To do —
Write out all of the data exactly as it appears.

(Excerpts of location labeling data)
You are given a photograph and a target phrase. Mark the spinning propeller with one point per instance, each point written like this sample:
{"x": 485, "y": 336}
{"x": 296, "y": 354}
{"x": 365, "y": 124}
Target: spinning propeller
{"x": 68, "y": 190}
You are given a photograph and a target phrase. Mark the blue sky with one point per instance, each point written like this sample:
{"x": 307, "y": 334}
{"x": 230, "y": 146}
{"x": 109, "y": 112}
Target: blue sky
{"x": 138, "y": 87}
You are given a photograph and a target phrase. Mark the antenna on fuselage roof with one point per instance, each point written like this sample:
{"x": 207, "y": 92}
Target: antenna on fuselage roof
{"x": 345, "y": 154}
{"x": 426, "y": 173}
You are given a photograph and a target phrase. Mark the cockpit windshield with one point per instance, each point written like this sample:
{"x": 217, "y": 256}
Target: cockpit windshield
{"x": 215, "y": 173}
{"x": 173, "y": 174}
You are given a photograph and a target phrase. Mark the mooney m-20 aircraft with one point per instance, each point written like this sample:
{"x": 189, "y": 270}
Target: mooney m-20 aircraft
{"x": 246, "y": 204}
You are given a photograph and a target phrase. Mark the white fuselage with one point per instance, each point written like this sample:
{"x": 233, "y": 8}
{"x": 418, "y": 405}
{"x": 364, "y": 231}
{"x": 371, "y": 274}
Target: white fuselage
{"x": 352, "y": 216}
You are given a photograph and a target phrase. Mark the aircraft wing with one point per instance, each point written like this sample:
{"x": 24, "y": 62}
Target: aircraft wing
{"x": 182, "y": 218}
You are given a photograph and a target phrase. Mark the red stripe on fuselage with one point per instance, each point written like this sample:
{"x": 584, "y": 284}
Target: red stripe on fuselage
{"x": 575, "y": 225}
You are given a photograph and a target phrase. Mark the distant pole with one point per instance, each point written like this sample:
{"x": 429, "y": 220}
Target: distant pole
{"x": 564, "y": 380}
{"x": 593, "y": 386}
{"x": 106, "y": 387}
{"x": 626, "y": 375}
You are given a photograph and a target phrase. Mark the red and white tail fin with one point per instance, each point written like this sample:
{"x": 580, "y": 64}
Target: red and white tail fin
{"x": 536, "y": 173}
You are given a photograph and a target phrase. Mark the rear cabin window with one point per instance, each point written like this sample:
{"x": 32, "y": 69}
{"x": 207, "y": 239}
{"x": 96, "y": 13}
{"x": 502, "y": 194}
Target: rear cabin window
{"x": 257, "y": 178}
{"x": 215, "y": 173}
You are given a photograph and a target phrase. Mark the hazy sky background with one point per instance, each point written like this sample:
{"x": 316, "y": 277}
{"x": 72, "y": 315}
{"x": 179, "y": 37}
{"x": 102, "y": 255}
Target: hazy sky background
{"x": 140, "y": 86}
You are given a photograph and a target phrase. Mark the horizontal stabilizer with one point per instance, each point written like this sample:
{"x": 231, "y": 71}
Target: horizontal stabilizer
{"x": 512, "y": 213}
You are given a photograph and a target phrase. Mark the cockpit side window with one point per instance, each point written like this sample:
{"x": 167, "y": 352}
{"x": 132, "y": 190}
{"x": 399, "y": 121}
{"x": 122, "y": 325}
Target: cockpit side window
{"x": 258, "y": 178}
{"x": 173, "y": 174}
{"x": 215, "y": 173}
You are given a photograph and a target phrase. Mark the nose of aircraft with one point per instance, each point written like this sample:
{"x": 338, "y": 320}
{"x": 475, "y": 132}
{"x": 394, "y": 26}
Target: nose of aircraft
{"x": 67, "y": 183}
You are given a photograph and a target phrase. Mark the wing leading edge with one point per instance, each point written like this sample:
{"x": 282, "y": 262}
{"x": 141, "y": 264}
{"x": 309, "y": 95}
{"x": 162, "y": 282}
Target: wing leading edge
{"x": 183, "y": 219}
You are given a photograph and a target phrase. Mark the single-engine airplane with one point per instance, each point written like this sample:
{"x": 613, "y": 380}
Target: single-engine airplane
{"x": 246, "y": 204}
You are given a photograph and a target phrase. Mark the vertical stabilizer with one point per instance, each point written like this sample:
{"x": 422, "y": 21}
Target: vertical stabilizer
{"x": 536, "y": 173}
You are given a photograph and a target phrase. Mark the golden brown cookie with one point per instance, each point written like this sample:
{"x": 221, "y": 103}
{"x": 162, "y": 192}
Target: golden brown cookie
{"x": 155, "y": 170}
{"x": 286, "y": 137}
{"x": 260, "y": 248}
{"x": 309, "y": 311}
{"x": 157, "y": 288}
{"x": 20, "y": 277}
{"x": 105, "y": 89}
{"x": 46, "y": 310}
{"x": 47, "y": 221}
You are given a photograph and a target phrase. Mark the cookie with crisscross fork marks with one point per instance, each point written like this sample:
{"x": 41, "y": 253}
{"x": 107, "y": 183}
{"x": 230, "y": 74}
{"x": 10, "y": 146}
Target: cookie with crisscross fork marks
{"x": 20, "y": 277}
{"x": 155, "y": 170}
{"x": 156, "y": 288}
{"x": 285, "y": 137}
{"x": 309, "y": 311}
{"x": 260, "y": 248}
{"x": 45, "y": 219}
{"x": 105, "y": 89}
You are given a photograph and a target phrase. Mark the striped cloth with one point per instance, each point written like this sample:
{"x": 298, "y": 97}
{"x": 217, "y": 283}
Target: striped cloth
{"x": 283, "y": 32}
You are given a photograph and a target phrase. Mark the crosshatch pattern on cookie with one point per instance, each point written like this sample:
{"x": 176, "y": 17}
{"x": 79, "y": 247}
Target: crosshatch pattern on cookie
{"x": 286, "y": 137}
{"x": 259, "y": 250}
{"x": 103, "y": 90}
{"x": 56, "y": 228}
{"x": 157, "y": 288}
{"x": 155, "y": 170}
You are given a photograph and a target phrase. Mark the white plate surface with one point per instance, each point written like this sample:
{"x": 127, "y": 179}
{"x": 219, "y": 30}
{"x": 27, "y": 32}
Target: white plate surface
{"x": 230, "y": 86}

Reply —
You are given a photograph and a target phrase. Mark the spinning propeller with one point per instance, each point written like this sample:
{"x": 485, "y": 336}
{"x": 296, "y": 354}
{"x": 365, "y": 124}
Target: spinning propeller
{"x": 68, "y": 190}
You are given a photograph and a target phrase. Mark the blue sky with one point per instance, each point written like this sample:
{"x": 307, "y": 334}
{"x": 230, "y": 146}
{"x": 109, "y": 112}
Target: blue sky
{"x": 138, "y": 87}
You are given a photograph and a target phrase. Mark the antenna on fuselage roof with one point per instance, each point written like this sample:
{"x": 207, "y": 92}
Target: antenna on fuselage roof
{"x": 345, "y": 154}
{"x": 426, "y": 173}
You are given a photograph and a target phrase. Mark the cockpit windshield with one point per instance, each point written like this sample:
{"x": 217, "y": 256}
Target: cockpit windshield
{"x": 215, "y": 173}
{"x": 173, "y": 174}
You are given a photograph and a target phrase. Mark the mooney m-20 aircraft with one point per instance, each point written like this sample:
{"x": 189, "y": 270}
Target: mooney m-20 aircraft
{"x": 246, "y": 204}
You are given a photograph and a target phrase. Mark the white fuselage with one point per instance, each point written like this sample:
{"x": 233, "y": 8}
{"x": 418, "y": 405}
{"x": 364, "y": 231}
{"x": 371, "y": 274}
Target: white fuselage
{"x": 352, "y": 216}
You are given a photograph and a target phrase. Mark the aircraft wing with one point per instance, each point written like this sample:
{"x": 24, "y": 62}
Target: aircraft wing
{"x": 182, "y": 218}
You are given a photograph and a target phrase. Mark the red stripe on fuselage with one point per instance, each point written like this sample:
{"x": 584, "y": 284}
Target: red stripe on fuselage
{"x": 575, "y": 225}
You are given a photograph and a target phrase. Mark the distant pole with one point per instance, each point written like this sample:
{"x": 429, "y": 220}
Target: distant pole
{"x": 564, "y": 380}
{"x": 593, "y": 386}
{"x": 106, "y": 387}
{"x": 626, "y": 375}
You are given a photograph and a target phrase. Mark the red and white tail fin with one point per instance, each point written like this sample:
{"x": 580, "y": 64}
Target: red and white tail fin
{"x": 536, "y": 173}
You are given a photograph and a target phrase. Mark the rear cabin window with one point per instance, each point written like this sample:
{"x": 32, "y": 69}
{"x": 207, "y": 239}
{"x": 96, "y": 13}
{"x": 502, "y": 194}
Target: rear cabin window
{"x": 257, "y": 178}
{"x": 215, "y": 173}
You are given a photograph and a target phrase. Mark the hazy sky background with one point per instance, each point written like this sample:
{"x": 316, "y": 277}
{"x": 72, "y": 315}
{"x": 179, "y": 37}
{"x": 102, "y": 255}
Target: hazy sky background
{"x": 140, "y": 86}
You are given a photograph and a target phrase. Mark the horizontal stabilizer with one point per instance, each point written like this sample:
{"x": 231, "y": 71}
Target: horizontal stabilizer
{"x": 512, "y": 213}
You are given a photograph and a target phrase. Mark the cockpit side window with one point per instance, each point written like this sample:
{"x": 167, "y": 352}
{"x": 132, "y": 190}
{"x": 399, "y": 121}
{"x": 122, "y": 325}
Target: cockpit side window
{"x": 258, "y": 178}
{"x": 173, "y": 174}
{"x": 215, "y": 173}
You are given a photograph and a target phrase. Mark the nose of aircraft with one point per instance, each point written like this sample:
{"x": 338, "y": 320}
{"x": 475, "y": 132}
{"x": 394, "y": 26}
Target: nose of aircraft
{"x": 67, "y": 183}
You are given a photograph and a target phrase. Mark the wing leading edge with one point per instance, each point written like this sample:
{"x": 282, "y": 262}
{"x": 141, "y": 264}
{"x": 309, "y": 95}
{"x": 162, "y": 282}
Target: wing leading edge
{"x": 183, "y": 219}
You are given a photograph and a target phrase. Mark the single-engine airplane with one point per instance, each point written like this sample:
{"x": 613, "y": 380}
Target: single-engine airplane
{"x": 246, "y": 204}
You are given a photograph and a target phrase. Mark the vertical stabilizer with one point per instance, each point written like this sample:
{"x": 422, "y": 21}
Target: vertical stabilizer
{"x": 536, "y": 173}
You are given a photograph and a target phrase. Mark the golden brown cookie with one point per instance, each point written like this sample:
{"x": 221, "y": 103}
{"x": 162, "y": 192}
Target: golden brown cookie
{"x": 155, "y": 170}
{"x": 286, "y": 137}
{"x": 260, "y": 248}
{"x": 309, "y": 311}
{"x": 157, "y": 288}
{"x": 20, "y": 277}
{"x": 105, "y": 89}
{"x": 46, "y": 310}
{"x": 47, "y": 221}
You are given a photograph and a target phrase. Mark the cookie with crisscross fork marks with one point per instance, each point written like this sample:
{"x": 41, "y": 253}
{"x": 107, "y": 183}
{"x": 230, "y": 74}
{"x": 10, "y": 146}
Target: cookie with crisscross fork marks
{"x": 20, "y": 277}
{"x": 155, "y": 170}
{"x": 156, "y": 288}
{"x": 285, "y": 137}
{"x": 309, "y": 311}
{"x": 260, "y": 248}
{"x": 45, "y": 219}
{"x": 105, "y": 89}
You are given a photograph and a target phrase. Mark the striped cloth with one point per instance, each point written like this sample:
{"x": 298, "y": 97}
{"x": 217, "y": 283}
Target: striped cloth
{"x": 283, "y": 32}
You are given a photograph and a target phrase. Mark the crosshatch pattern on cookie with one point per instance, each point written like this sample:
{"x": 176, "y": 17}
{"x": 79, "y": 247}
Target: crosshatch pattern on cookie
{"x": 286, "y": 137}
{"x": 259, "y": 250}
{"x": 103, "y": 90}
{"x": 56, "y": 228}
{"x": 157, "y": 288}
{"x": 155, "y": 170}
You are given a photograph and a target phrase. Mark the white plate surface with one point per instance, each point written like this sample:
{"x": 127, "y": 179}
{"x": 219, "y": 30}
{"x": 27, "y": 32}
Target: white plate surface
{"x": 230, "y": 86}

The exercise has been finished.